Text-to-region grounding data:
● ● ● ●

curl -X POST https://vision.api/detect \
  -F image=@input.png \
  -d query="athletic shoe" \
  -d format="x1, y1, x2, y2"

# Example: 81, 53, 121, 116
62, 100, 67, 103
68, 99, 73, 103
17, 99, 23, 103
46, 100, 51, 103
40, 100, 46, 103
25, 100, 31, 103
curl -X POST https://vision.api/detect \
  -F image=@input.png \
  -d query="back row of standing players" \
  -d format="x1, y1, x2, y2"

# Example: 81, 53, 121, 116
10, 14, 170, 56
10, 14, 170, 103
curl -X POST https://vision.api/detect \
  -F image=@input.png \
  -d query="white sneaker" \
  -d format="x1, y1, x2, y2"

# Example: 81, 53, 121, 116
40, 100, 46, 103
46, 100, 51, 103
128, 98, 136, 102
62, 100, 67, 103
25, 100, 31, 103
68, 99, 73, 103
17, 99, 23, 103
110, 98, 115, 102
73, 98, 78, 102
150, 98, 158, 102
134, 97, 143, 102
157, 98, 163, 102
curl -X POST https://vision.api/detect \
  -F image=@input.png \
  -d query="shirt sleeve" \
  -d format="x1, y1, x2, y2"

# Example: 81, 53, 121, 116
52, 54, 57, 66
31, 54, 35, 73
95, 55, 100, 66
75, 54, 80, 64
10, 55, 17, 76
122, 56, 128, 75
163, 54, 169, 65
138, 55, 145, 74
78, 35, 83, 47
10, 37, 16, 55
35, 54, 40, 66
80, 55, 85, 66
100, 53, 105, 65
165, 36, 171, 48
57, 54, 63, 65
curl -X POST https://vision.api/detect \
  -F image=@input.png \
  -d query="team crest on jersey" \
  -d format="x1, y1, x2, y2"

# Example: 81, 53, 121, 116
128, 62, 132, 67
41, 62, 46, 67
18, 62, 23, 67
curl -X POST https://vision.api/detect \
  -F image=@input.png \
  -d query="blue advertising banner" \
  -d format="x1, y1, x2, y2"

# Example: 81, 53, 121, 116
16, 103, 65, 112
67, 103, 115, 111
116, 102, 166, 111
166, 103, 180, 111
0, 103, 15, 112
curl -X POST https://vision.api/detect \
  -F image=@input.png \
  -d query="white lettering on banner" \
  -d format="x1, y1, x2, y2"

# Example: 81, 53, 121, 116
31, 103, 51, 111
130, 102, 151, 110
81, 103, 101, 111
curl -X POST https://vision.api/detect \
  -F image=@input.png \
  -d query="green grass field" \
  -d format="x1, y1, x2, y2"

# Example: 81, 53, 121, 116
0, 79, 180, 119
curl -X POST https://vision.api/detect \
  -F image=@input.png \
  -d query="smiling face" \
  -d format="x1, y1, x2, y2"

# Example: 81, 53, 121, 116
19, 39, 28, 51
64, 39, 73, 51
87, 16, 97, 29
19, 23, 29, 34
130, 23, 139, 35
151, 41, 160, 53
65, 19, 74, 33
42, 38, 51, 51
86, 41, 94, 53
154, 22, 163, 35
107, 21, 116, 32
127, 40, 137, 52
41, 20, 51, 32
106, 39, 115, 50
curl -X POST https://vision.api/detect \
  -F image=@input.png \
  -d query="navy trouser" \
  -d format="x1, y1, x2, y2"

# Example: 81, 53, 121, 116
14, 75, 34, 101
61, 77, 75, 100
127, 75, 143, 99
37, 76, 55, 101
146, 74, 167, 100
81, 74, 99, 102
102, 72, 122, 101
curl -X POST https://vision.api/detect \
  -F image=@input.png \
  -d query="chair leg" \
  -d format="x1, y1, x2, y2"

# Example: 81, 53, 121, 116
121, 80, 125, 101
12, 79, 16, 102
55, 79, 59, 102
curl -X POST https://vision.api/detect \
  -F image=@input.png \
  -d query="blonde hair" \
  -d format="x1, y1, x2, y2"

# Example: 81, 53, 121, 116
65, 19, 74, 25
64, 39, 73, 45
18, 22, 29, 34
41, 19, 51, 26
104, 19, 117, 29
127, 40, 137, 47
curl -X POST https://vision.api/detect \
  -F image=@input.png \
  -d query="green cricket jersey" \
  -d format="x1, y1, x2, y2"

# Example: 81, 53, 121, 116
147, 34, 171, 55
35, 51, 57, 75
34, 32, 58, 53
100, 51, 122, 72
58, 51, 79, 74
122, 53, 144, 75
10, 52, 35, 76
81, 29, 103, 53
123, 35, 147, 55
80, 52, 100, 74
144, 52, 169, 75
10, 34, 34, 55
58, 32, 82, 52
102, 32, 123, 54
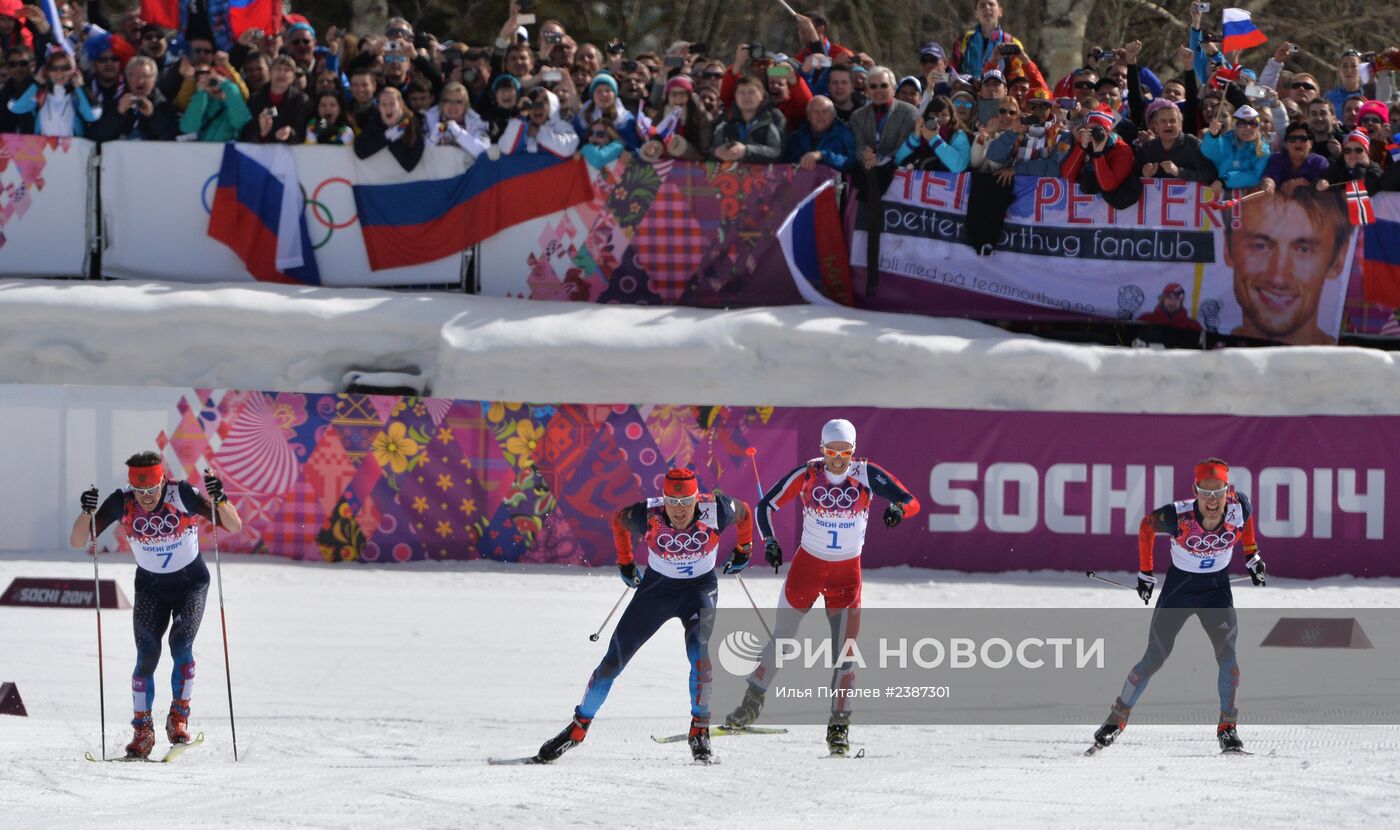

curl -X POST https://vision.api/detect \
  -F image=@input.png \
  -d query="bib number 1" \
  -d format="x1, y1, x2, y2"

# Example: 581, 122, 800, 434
827, 531, 840, 550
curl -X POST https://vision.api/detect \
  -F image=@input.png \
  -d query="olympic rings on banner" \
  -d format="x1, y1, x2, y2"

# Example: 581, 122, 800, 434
132, 514, 181, 537
199, 175, 358, 251
811, 485, 861, 510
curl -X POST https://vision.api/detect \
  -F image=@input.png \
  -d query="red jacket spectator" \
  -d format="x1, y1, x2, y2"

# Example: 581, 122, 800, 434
1061, 110, 1141, 210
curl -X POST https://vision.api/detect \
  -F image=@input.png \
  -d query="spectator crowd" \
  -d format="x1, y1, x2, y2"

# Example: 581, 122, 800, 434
3, 0, 1398, 194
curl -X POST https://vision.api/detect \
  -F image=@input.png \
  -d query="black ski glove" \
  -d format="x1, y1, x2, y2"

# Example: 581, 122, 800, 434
618, 562, 642, 588
203, 472, 227, 505
764, 537, 783, 572
884, 502, 905, 527
1245, 554, 1266, 586
80, 486, 99, 514
1136, 571, 1156, 605
723, 543, 752, 575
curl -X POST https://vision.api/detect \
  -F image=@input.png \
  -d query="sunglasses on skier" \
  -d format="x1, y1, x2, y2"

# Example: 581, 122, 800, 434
1194, 484, 1229, 499
131, 481, 165, 496
821, 445, 855, 459
663, 494, 698, 506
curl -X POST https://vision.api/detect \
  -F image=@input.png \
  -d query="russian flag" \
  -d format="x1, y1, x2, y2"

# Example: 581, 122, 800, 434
353, 153, 594, 271
139, 0, 180, 30
776, 179, 855, 306
1362, 196, 1400, 307
228, 0, 281, 38
207, 144, 321, 285
39, 0, 71, 54
1221, 9, 1268, 53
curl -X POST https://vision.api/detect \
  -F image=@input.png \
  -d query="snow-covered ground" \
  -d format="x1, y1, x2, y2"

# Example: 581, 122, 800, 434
5, 279, 1400, 414
3, 554, 1398, 829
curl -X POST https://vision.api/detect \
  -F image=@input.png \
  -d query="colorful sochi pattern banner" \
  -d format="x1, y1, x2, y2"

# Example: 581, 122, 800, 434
83, 389, 1398, 578
0, 135, 91, 277
476, 157, 845, 307
853, 171, 1361, 346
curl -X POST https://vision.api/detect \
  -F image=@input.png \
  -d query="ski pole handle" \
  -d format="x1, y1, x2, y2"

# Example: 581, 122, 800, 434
745, 447, 781, 573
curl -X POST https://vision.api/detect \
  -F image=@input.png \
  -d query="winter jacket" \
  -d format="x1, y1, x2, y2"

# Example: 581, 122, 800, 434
241, 86, 312, 144
424, 105, 490, 160
1061, 136, 1141, 210
178, 79, 252, 141
895, 127, 971, 172
1134, 134, 1218, 183
354, 112, 426, 172
1201, 131, 1269, 188
498, 90, 580, 158
983, 124, 1068, 177
582, 140, 626, 169
1321, 157, 1384, 195
572, 102, 644, 151
7, 81, 102, 136
709, 104, 786, 163
111, 91, 179, 141
787, 119, 856, 171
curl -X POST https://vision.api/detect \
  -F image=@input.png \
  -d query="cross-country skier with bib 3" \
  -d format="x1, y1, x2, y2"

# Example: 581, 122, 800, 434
535, 468, 753, 764
69, 451, 242, 759
1089, 457, 1266, 756
723, 419, 920, 756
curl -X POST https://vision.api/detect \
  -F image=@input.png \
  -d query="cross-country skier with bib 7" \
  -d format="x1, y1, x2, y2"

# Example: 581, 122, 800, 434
70, 451, 241, 760
723, 418, 920, 756
1088, 457, 1266, 756
532, 468, 753, 765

● ● ● ●

▸ **Your assignment**: For every line above that includes the word "jacket", return the line.

▸ **Answer below**:
  -d query="red jacket spectator" \
  -d query="winter jacket" \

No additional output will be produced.